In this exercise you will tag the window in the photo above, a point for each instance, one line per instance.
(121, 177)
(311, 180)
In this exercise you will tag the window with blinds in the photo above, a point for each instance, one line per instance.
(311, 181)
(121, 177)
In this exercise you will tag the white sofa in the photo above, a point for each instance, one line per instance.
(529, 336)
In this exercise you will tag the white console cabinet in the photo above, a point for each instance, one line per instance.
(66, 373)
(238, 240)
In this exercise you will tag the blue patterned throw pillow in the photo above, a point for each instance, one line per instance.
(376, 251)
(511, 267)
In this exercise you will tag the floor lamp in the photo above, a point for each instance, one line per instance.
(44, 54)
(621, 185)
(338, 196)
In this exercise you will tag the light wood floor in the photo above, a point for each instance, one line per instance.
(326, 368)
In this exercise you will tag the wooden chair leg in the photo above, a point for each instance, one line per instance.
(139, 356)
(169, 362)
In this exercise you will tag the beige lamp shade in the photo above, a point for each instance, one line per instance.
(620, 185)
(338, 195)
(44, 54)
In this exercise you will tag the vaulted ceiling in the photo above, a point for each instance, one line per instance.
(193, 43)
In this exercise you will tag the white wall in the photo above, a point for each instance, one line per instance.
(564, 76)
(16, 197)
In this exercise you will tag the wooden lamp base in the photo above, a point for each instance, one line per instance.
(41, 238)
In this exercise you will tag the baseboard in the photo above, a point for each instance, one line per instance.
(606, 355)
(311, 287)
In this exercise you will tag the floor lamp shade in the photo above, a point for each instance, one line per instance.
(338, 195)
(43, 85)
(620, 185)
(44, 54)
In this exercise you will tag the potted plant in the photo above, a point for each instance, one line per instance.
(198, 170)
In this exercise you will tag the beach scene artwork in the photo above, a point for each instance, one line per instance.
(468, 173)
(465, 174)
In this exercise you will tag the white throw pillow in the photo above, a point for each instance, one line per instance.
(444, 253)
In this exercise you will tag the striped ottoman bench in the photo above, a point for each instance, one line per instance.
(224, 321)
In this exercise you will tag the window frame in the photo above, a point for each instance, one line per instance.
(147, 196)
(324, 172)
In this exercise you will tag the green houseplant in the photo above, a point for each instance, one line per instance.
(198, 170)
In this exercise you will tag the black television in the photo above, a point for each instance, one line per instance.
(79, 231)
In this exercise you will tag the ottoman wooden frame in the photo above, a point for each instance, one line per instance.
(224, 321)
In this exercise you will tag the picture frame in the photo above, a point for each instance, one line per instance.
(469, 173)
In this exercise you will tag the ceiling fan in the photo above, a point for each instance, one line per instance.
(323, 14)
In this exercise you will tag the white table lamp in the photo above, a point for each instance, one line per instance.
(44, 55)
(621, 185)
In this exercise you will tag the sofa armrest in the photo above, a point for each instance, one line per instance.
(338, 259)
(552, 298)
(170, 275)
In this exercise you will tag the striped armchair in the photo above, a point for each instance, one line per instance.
━━━━━━━━━━━━━━━━━━━━
[Short exercise] Restate the lines above, requests included, from the line with "In this exercise you will tag the black" through the last line. In the answers, multiply every point coordinate by 1.75 and round each result to a whole number, with halves going up.

[Answer]
In this exercise you will tag the black television in the photo above, a point for each instance, one line per instance.
(138, 404)
In this exercise you will tag the ottoman wooden frame in the photo above, a point for each instance, one line per instance.
(392, 562)
In this exercise you will tag the picture frame in the photo above, a point for each instance, one line per instance.
(821, 303)
In this exercise you will tag the ceiling fan in the photo above, a point for each instance, one line per instance.
(565, 25)
In this exercise you will tag the white table lamp in the photo above, a point for each instance, one line per instance.
(77, 96)
(1087, 324)
In this exercise you will tag the sofa armrest in the photo above, a point for each instance, one line per instance.
(592, 453)
(966, 522)
(298, 481)
In this exercise you will tag the striped armchair in the photo above, a point for each instance, one line per instance.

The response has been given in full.